◆ **WORK INSTRUCTIONS**:
Please copy the listing below word for word, leaving out the pictures.

Source records:
───

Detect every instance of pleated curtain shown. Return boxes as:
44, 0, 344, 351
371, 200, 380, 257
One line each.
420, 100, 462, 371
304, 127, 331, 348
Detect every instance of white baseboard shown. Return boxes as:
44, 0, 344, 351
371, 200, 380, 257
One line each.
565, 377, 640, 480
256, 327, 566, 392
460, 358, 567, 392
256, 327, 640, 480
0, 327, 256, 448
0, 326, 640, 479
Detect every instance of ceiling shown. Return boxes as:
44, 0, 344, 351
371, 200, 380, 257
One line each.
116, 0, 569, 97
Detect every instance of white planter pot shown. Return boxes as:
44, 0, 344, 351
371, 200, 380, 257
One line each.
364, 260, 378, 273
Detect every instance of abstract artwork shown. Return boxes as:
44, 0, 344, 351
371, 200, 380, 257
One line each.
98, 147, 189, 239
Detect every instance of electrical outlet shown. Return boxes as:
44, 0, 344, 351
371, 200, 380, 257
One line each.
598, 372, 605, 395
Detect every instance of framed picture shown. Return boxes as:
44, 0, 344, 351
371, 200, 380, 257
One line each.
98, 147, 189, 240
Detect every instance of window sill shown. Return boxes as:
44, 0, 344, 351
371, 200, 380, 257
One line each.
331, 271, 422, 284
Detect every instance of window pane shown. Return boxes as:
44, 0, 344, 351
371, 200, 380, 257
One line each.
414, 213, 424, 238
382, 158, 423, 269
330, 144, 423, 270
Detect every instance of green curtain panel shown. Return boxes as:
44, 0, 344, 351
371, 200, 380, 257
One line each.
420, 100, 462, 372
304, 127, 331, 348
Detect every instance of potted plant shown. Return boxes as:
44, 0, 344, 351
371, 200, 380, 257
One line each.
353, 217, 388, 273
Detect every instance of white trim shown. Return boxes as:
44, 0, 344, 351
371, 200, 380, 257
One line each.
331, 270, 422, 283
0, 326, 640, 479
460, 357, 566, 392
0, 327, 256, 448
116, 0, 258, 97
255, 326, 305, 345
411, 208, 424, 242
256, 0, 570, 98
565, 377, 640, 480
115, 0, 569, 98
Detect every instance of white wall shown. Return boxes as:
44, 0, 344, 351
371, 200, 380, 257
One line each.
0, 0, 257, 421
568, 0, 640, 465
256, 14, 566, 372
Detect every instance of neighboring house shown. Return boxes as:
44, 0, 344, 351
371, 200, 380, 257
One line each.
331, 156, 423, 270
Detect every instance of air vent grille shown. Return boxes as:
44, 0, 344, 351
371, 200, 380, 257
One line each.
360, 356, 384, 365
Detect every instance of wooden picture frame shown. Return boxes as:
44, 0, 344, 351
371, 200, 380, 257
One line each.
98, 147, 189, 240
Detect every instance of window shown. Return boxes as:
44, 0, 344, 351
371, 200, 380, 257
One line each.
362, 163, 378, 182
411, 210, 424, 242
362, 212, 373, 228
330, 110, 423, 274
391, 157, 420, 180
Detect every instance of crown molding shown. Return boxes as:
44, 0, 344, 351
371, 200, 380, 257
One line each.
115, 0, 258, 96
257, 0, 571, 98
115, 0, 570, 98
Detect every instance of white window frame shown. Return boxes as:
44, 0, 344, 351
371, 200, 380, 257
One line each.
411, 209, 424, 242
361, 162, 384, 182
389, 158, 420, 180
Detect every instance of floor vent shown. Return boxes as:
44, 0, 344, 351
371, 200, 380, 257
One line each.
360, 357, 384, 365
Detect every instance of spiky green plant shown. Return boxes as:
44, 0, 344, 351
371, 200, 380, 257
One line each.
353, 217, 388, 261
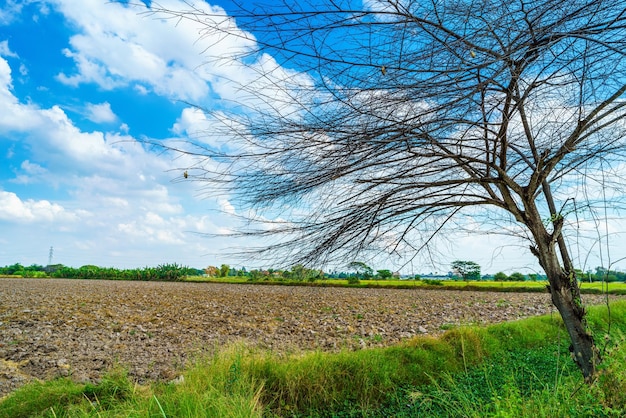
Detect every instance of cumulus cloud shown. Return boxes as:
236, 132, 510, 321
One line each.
0, 190, 78, 223
86, 102, 117, 123
0, 40, 18, 58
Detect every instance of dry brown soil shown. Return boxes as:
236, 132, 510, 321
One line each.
0, 279, 612, 397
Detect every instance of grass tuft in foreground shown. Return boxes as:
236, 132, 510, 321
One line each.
0, 302, 626, 418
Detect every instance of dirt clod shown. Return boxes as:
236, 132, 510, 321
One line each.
0, 279, 616, 397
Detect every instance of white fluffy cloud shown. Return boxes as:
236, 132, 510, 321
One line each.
86, 102, 117, 123
0, 190, 79, 223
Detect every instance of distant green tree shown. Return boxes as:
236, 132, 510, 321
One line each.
376, 270, 393, 280
452, 260, 480, 281
220, 264, 230, 277
348, 261, 374, 280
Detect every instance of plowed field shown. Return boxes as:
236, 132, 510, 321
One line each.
0, 279, 601, 396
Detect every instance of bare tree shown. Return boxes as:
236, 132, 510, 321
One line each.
144, 0, 626, 380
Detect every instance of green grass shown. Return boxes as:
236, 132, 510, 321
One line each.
184, 276, 626, 295
0, 301, 626, 418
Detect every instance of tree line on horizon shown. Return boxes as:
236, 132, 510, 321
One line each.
0, 260, 626, 282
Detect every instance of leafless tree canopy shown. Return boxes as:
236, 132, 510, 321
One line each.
155, 0, 626, 264
153, 0, 626, 377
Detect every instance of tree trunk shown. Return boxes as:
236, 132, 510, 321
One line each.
531, 225, 601, 382
549, 272, 600, 382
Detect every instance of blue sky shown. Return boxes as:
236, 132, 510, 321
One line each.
0, 0, 616, 273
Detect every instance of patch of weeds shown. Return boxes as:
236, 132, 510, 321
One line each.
496, 299, 511, 308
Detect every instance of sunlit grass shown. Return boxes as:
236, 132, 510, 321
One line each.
185, 276, 626, 294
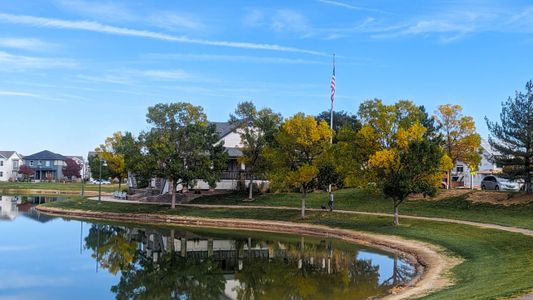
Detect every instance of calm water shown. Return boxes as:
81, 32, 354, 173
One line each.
0, 196, 414, 300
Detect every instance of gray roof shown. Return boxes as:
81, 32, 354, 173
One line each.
24, 150, 67, 160
0, 151, 15, 158
209, 122, 235, 138
226, 148, 243, 157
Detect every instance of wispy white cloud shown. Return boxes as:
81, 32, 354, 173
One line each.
270, 9, 311, 33
76, 69, 196, 85
54, 0, 137, 21
0, 37, 57, 51
0, 91, 40, 97
147, 11, 206, 31
144, 53, 322, 64
0, 13, 327, 56
0, 51, 78, 72
317, 0, 388, 14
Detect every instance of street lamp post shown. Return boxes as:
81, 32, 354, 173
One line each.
98, 159, 107, 202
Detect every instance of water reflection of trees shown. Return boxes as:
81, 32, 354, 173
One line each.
85, 225, 412, 299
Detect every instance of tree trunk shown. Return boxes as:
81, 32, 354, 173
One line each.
394, 201, 400, 226
170, 180, 176, 209
302, 189, 306, 219
248, 177, 254, 200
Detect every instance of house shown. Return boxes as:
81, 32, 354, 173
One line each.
451, 139, 502, 188
0, 151, 22, 181
24, 150, 67, 181
158, 122, 266, 193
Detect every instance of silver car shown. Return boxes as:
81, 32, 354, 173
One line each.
481, 175, 522, 192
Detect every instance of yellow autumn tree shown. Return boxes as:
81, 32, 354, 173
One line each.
265, 113, 332, 218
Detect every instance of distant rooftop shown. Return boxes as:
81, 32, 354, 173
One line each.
24, 150, 67, 160
0, 151, 15, 158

───

◆ **RESULT**:
Detect every instance of pleated curtain shown. Return boxes as:
44, 0, 344, 351
371, 200, 380, 257
One line each.
420, 100, 462, 371
304, 127, 331, 348
Detect every instance of white baseboard shown. Return boxes as:
44, 0, 344, 351
371, 200, 380, 257
One line each.
565, 377, 640, 480
256, 327, 566, 392
460, 358, 567, 392
256, 327, 640, 480
0, 327, 256, 448
0, 326, 640, 479
Detect every instance of ceiling shown. Return boxes as:
44, 0, 344, 351
371, 200, 380, 257
One line each.
116, 0, 569, 97
Detect every instance of white planter pot shown. Return boxes as:
44, 0, 344, 351
371, 200, 380, 257
One line each.
364, 260, 378, 273
Detect every instance of abstract artwork shown. Return boxes as:
44, 0, 344, 351
371, 200, 380, 257
One line each.
98, 147, 189, 239
Detect every instance of electrical outlet shown. Return boxes as:
44, 0, 344, 351
371, 200, 380, 257
One line each.
598, 372, 605, 395
Detect every instance of framed picture shown. Return boxes as:
44, 0, 344, 351
371, 200, 380, 257
One line each.
98, 147, 189, 240
Detect every instance of window sill shown. Return boxes as:
44, 0, 344, 351
371, 200, 380, 257
One line each.
331, 271, 422, 284
Detect every instance of window pane shown. Return boxes as:
44, 0, 344, 351
371, 200, 380, 257
One line each.
414, 213, 424, 238
382, 158, 423, 269
330, 144, 423, 270
Detect every instance of green curtain panel shown. Return boxes as:
44, 0, 344, 351
371, 200, 380, 257
One line each.
420, 100, 462, 372
304, 127, 331, 348
Detect every instance of potted plant shown. Return boxes as:
44, 0, 344, 351
371, 200, 380, 257
One line each.
353, 217, 388, 273
Detect every instance of white trim shown. Return boxes as:
44, 0, 344, 351
371, 200, 380, 257
One line each.
331, 270, 422, 283
0, 326, 640, 479
460, 357, 566, 392
0, 327, 256, 448
116, 0, 258, 97
255, 326, 305, 345
411, 208, 424, 242
256, 0, 570, 98
565, 377, 640, 480
115, 0, 569, 98
Detect every instance of white wall shown. Return boxes as:
44, 0, 344, 351
371, 200, 380, 257
One line each.
0, 0, 257, 421
568, 0, 640, 465
256, 14, 566, 372
Detect every instance of neighboring house shown. Return boxes as:
44, 0, 344, 351
371, 200, 380, 257
One line each.
331, 156, 423, 270
Detect every instance of air vent grille shown. Return boxes as:
44, 0, 344, 351
371, 200, 380, 257
One line each.
360, 356, 384, 365
Detect every instance of wooden picture frame shown. Return boxes as:
44, 0, 344, 351
371, 200, 380, 257
One line each.
98, 147, 189, 240
Detect every instance of window shown. Return boxes as:
44, 0, 344, 351
371, 200, 380, 257
One line each.
362, 163, 378, 182
411, 210, 424, 242
362, 212, 373, 228
330, 110, 423, 274
391, 157, 420, 180
Detect every instance of crown molding shown. Return boxes as:
44, 0, 344, 351
371, 200, 380, 257
One line each.
115, 0, 258, 96
257, 0, 571, 98
115, 0, 570, 98
Detect every instance of white window frame shown. Return boxes as:
44, 0, 344, 351
371, 200, 380, 257
One line each.
411, 209, 424, 242
361, 162, 384, 182
389, 158, 420, 180
Detect every instance of floor vent shown. Return boxes as:
44, 0, 344, 351
371, 200, 380, 257
One line each.
360, 357, 384, 365
Detect every instance of spiky green plant shown. Return boxes as:
44, 0, 344, 351
371, 200, 380, 257
One line each.
353, 217, 388, 261
Detect every instance of cumulus cloud shown. Return boxes as:
236, 132, 510, 321
One line each.
0, 190, 78, 223
86, 102, 117, 123
0, 40, 18, 58
Detect every instance of dry brown soil shown. Return boxes as:
236, 132, 510, 321
One line each.
0, 279, 612, 397
Detect every instance of grass tuft in foreground shown. Return boxes as:
236, 132, 510, 321
One line each.
0, 302, 626, 418
Detect every instance of dirt clod shown. Return boxes as:
236, 132, 510, 321
One line each.
0, 279, 616, 397
Detect every instance of white fluffy cloud shown. Return boxes as:
236, 132, 510, 321
One line each.
86, 102, 117, 123
0, 190, 79, 223
Detect every instance of distant green tree shown. Return boxes as:
236, 132, 510, 321
One line each.
376, 270, 393, 280
452, 260, 480, 281
220, 264, 230, 277
348, 261, 374, 280
Detect every instance of plowed field shown. Return boxes as:
236, 132, 510, 321
One line each.
0, 279, 601, 396
Detect every instance of bare tree shown. Return boxes as:
236, 132, 510, 321
One line each.
144, 0, 626, 380
Detect every instance of green grass shown. Return boxes as:
236, 132, 510, 321
One line each.
184, 276, 626, 295
0, 301, 626, 418
Detect every instance of tree line on horizon shown. Return boxes as:
236, 132, 510, 321
One line each.
0, 260, 626, 282
Detect every instance of leafless tree canopy shown. Return boxes as:
236, 132, 510, 321
One line each.
155, 0, 626, 264
153, 0, 626, 377
Detect every instance of tree trunk shown. Return boxes as:
236, 132, 510, 321
One line each.
531, 225, 601, 382
549, 272, 600, 382
Detect every instance of blue sky shown. Return boxes as:
236, 132, 510, 321
One line each.
0, 0, 616, 273
Detect every instance of patch of weeds shown. Return boxes as:
236, 132, 510, 321
One line each.
496, 299, 511, 308
Detect every instance of sunlit grass shown. Return boxes as:
236, 132, 510, 321
One line each.
185, 276, 626, 294
Detect every instance of calm water shown. Return boxes as:
81, 32, 354, 173
One line each.
0, 196, 414, 300
Detect every instance of gray roof shown. Return boxes as:
81, 32, 354, 173
One line each.
24, 150, 67, 160
0, 151, 15, 158
209, 122, 235, 138
226, 148, 243, 157
Detect every instance of wispy white cloud shown. Return boxes as:
81, 32, 354, 173
One line each.
270, 9, 311, 33
76, 69, 196, 85
54, 0, 137, 21
0, 37, 57, 51
0, 91, 40, 97
147, 11, 206, 31
144, 53, 322, 64
0, 13, 327, 56
0, 51, 78, 72
317, 0, 388, 14
Detect every instance of street lamp post shown. Return boxes as:
81, 32, 354, 173
One line each.
98, 159, 107, 202
Detect every instance of water reflection of trees shown. Return boxes as:
81, 32, 354, 173
One line each.
85, 225, 412, 299
Detect every instance of tree trunk shown. Return boxes as:
81, 32, 354, 173
One line each.
394, 201, 400, 226
170, 180, 176, 209
302, 189, 306, 219
248, 177, 254, 200
Detect every instance of house shown. Return boxes as:
81, 32, 354, 173
One line each.
451, 139, 502, 188
0, 151, 22, 181
24, 150, 67, 181
158, 122, 266, 193
Detect every instance of silver car shown. Return boxes as:
81, 32, 354, 173
One line each.
481, 175, 522, 192
Detect every instance of yellow autumn tree shown. Return boxes as:
81, 32, 354, 173
One line each.
265, 113, 332, 218
Detect every instance of distant rooftop shown. Return boxes as:
81, 32, 354, 173
One line each.
24, 150, 67, 160
0, 151, 15, 158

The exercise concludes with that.